Exercício escrito 1: Segundo o trecho do documento, que motivo a procuradora dá para a possível expedição de mandados coletivos pela Justiça Militar?

Por Vladimir Aras
Crime organizado
Esses absurdos mandados de busca coletivos
A Justiça teria expedido mandados de busca e apreensão para fuzileiros vasculharem residências no Complexo da Maré, um conjunto de bairros populares do Rio de Janeiro.
Fuzileiros navais teriam realizado buscas em residências em busca de drogas. A Justiça teria expedido mandados de busca e apreensão para fuzileiros vasculharem residências no Complexo da Maré, um conjunto de bairros populares do Rio de Janeiro.
Logo após o governo do Rio de Janeiro solicitar à União apoio de forças militares para o combate ao narcotráfico (operação de Garantia da Lei e da Ordem), a imprensa noticiou que, conforme o MPM no Rio de Janeiro:
“[…] fuzileiros navais já têm um mapeamento completo da Maré, incluindo as facções criminosas que atuam na região. Segundo ela, as tropas das Forças Armadas que vão atuar na ocupação das 15 comunidades do Complexo da Maré devem contar com o respaldo de mandados de busca e apreensão coletivos para permitir a localização de drogas e armas durante o cerco, previsto para ser colocado em prática no início de abril. A possível expedição pela Justiça Militar dos mandados coletivos, explicou a procuradora, deve-se à dificuldade de localizar endereços em meio ao aglomerado de casas erguidas em becos, sem numeração definida.” (aqui).
O Consultor Jurídico também publicou que a Polícia Civil havia obtido na Justiça Estadual mandados de busca coletivos similares para vasculhar residências nas favelas Parque União e Nova Holanda, no Rio de Janeiro (aqui e aqui)
Não está claro se a JMU também expediu tais ordens. Mas, convenhamos, busca por meio de mandados coletivos em 2014 é surreal…. Diligência investigativa deste tipo poderia ter ocorrido há 50 anos, quando o Brasil assistiu, entre atônito e anestesiado, os militares derrubarem o governo eleito e iniciarem um dos mais longos períodos de exceção da história do País.
Nos anos que se seguiram vários brasileiros (civis) foram julgados por cortes militares espalhadas pelo território brasileiro. Esses tiveram sorte. Muitos dos opositores do regime que se iniciou em 2 de abril de 1964 e só se encerrou em 1985, com a posse de José Sarney, foram torturados, foram mortos, desapareceram.
O Brasil ainda não recuperou plenamente a memória desse período sombrio, mesmo com o funcionamento de várias comissões da verdade, organizadas pela União e por Estados. No campo da punição para a realização da justiça, estamos ainda em mora, inclusive diante do sistema interamericano de direitos humanos, uma vez que, no caso Gomes Lund vs. Brasil, a Corte da Costa Rica condenou nosso País a reparações e afirmou o dever de persecução criminal do Estado brasileiro contra os responsáveis pelo desaparecimento de mais de 60 cidadãos que participariam da Guerrilha do Araguaia.

Informações extraídas:
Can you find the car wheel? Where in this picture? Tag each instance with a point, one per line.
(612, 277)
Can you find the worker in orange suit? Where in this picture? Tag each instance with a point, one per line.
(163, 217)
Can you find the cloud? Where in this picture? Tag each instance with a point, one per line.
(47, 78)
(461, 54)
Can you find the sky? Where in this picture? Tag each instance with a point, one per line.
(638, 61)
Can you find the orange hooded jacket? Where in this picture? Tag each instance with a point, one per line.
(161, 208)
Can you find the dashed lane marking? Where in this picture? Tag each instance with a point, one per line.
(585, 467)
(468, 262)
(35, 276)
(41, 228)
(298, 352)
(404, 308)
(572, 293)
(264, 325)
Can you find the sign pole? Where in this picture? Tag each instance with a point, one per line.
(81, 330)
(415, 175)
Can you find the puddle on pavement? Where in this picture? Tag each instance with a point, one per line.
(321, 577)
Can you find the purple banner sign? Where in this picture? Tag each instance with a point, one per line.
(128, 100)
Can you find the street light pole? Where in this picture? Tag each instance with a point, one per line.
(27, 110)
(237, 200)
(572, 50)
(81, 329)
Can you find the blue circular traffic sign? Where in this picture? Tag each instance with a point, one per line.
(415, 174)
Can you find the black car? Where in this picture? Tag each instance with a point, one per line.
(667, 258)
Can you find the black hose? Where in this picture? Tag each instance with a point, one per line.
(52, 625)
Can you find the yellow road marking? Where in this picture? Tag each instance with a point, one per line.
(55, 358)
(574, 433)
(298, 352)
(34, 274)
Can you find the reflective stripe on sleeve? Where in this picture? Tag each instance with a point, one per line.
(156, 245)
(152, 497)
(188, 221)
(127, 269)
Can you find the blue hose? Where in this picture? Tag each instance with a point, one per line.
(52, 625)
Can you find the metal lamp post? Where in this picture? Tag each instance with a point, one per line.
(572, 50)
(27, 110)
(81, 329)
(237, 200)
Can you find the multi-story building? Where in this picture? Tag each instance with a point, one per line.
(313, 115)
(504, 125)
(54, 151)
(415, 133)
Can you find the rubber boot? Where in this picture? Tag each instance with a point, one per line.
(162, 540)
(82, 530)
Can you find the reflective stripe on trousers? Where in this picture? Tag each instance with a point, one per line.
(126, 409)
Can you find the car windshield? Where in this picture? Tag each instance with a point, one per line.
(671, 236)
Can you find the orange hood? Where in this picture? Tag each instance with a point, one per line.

Exercício escrito 2: Encontre nos registros acima cada linha que contenha a palavra "hose" e copie-a. Diferencie maiúsculas de minúsculas.

Resposta correta 1: A dificuldade de localizar endereços em meio ao aglomerado de casas erguidas em becos, sem numeração definida.

Resposta correta 2:
Can you find the black hose? Where in this picture? Tag each instance with a point, one per line.
Can you find the blue hose? Where in this picture? Tag each instance with a point, one per line.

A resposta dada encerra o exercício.